┏━━
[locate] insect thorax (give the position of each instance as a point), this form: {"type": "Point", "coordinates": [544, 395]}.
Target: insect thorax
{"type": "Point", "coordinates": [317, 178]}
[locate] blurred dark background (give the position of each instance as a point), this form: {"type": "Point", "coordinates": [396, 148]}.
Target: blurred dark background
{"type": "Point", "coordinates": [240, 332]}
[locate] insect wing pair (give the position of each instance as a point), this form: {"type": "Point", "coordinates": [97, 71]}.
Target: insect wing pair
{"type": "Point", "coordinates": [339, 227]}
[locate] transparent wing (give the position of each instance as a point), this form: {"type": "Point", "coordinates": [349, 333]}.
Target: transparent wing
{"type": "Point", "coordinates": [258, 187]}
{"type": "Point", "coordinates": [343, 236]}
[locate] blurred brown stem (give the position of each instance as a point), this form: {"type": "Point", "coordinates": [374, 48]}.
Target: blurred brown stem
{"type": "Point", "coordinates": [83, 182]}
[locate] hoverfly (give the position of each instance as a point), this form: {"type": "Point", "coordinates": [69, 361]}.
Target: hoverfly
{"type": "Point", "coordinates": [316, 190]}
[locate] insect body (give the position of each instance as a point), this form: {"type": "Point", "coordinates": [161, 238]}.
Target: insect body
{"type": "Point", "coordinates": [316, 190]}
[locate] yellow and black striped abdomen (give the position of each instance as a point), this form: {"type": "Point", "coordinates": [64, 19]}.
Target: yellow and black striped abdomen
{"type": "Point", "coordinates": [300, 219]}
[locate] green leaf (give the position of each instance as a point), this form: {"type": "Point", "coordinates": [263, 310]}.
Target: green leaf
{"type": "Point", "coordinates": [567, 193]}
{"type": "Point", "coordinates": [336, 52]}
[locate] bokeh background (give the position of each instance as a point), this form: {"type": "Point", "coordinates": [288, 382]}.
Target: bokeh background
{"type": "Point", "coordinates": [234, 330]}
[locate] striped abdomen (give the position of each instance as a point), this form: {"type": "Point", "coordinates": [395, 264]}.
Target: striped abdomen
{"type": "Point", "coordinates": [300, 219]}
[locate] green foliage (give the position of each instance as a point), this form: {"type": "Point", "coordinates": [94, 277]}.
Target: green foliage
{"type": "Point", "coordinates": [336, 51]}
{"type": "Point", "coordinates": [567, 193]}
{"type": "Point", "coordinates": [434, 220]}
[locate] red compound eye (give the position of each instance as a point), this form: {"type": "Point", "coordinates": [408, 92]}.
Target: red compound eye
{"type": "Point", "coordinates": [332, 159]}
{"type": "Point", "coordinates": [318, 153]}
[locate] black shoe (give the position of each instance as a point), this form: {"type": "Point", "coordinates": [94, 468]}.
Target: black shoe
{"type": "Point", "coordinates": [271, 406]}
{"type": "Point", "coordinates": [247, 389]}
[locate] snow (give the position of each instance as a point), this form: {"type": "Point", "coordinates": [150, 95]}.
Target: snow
┗━━
Work to be completed:
Repeat precisely, and with nothing added, every line from the one containing "Target: green foliage" to the last line of the listing above.

Final answer:
Target: green foliage
{"type": "Point", "coordinates": [336, 51]}
{"type": "Point", "coordinates": [567, 193]}
{"type": "Point", "coordinates": [434, 220]}
[locate] red compound eye (give the position of each instance as a point), this form: {"type": "Point", "coordinates": [408, 92]}.
Target: red compound eye
{"type": "Point", "coordinates": [332, 159]}
{"type": "Point", "coordinates": [318, 153]}
[locate] black shoe (give the position of each instance as a point), this form: {"type": "Point", "coordinates": [94, 468]}.
Target: black shoe
{"type": "Point", "coordinates": [271, 406]}
{"type": "Point", "coordinates": [247, 389]}
[locate] snow (give the position of each instance as a point), this form: {"type": "Point", "coordinates": [150, 95]}.
Target: snow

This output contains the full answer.